WHAT THE TASK REQUIRES: Edit the following data by replacing "largest circle" with "biggest circle" wherever it occurs, and leave everything else unchanged.

— Start RECORDS PROVIDED —

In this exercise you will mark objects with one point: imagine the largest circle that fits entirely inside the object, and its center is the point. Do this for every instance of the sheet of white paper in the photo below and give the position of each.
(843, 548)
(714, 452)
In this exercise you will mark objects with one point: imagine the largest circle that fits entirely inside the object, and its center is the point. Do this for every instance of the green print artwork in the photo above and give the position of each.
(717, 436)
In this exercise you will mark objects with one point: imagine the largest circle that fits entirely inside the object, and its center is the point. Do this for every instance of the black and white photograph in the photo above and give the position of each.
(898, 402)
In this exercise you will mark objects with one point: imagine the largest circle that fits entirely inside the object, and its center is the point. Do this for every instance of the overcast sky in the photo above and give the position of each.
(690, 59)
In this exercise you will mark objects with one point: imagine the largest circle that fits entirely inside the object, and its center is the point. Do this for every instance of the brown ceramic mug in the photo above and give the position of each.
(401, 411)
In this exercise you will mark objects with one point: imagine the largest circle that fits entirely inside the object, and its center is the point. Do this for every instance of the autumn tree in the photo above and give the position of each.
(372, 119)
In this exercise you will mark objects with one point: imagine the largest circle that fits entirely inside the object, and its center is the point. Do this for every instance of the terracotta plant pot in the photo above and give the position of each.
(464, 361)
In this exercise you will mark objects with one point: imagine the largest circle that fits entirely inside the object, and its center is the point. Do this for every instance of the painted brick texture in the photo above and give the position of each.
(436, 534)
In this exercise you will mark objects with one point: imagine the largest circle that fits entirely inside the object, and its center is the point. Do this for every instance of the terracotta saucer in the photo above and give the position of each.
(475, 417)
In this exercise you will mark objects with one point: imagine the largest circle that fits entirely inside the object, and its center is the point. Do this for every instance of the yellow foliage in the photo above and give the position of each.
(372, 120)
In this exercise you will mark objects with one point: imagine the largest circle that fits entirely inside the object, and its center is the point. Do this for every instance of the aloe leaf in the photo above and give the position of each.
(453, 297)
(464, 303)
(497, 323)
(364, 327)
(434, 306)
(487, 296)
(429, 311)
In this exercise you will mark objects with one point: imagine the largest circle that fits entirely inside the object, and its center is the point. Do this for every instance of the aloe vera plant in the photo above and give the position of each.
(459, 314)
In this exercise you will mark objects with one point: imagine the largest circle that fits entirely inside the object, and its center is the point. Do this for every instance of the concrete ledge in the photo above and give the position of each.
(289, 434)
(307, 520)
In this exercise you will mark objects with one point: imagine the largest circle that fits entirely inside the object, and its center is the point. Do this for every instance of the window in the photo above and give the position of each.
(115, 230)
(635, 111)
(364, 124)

— End RECORDS PROVIDED —

REPLY TO THE TASK:
In this exercise you will mark objects with one point: imagine the biggest circle that fits entirely inside the object, and its center is the point. Do this for every instance of the sheet of white paper in the photo below and give the position of each.
(843, 548)
(714, 452)
In this exercise you will mark objects with one point: imagine the biggest circle that fits entirely inside the object, and its center is the point. Do this for every instance of the green print artwork in the photo above and give the position of each.
(717, 436)
In this exercise you will mark objects with one point: imagine the biggest circle that fits entirely inside the object, and its center is the point. Do this for every instance of the black and white photograph in the photo above and give the position of each.
(898, 402)
In this exercise you will mark objects with one point: imagine the biggest circle that fits entirely inside the object, and its center is the point. Do this for every instance of the overcast sky in the photo above and give the position of each.
(690, 59)
In this exercise you will mark objects with one point: imagine the biggest circle that fits entirely inside the object, and its center is the point. Do this for every instance of the brown ceramic mug in the photo above and give the position of each.
(401, 411)
In this exercise you will mark objects with one point: imagine the biggest circle that fits entirely inside the object, and its center is the point. Do this for every instance of the autumn tree in the photo above and give the position of each.
(372, 119)
In this exercise you will mark objects with one point: imagine the biggest circle that fits entirely inside the object, and its center is the point. Do this for every instance of the terracotta plant pot in the photo above and give the position of each.
(464, 361)
In this exercise you will mark objects with one point: imagine the biggest circle that fits entirely inside the object, and its center is the point. Do this for every instance of the painted brick texture in the photo above and give the position of each.
(436, 534)
In this exercise you will mark objects with one point: imagine the biggest circle that fits entirely inside the object, and its center is the point. Do this for every instance of the terracotta saucer in the photo above and give the position of each.
(475, 417)
In this exercise you will mark objects with one point: imagine the biggest circle that fits entirely inside the object, and its center is the point. Do this for every instance of the yellow foliage in the photo above and give the position of each.
(372, 120)
In this exercise you will mark objects with one point: imagine the biggest circle that fits entirely inside the object, and its center is the point. Do this for every instance of the aloe leaf in the photo above and give the position of each.
(453, 297)
(464, 303)
(497, 323)
(364, 327)
(434, 306)
(487, 296)
(429, 311)
In this exercise you will mark objects with one point: imagine the biggest circle that fits entirely inside the object, and its center is the point. Do this for every instance of the aloe vera plant in the photo above and give the position of each.
(459, 314)
In this exercise you will mark objects with one point: imagine the biggest circle that fits entirely inside the object, and its center is the point. Do this for every instance of the concrete ledge in the photo above and give the position of each.
(289, 434)
(307, 520)
In this exercise you will mark objects with one point: imagine the biggest circle that fits entirely inside the object, and its center is the point. Do this for every instance of the window in the photo above and give the position of each.
(115, 230)
(635, 111)
(364, 124)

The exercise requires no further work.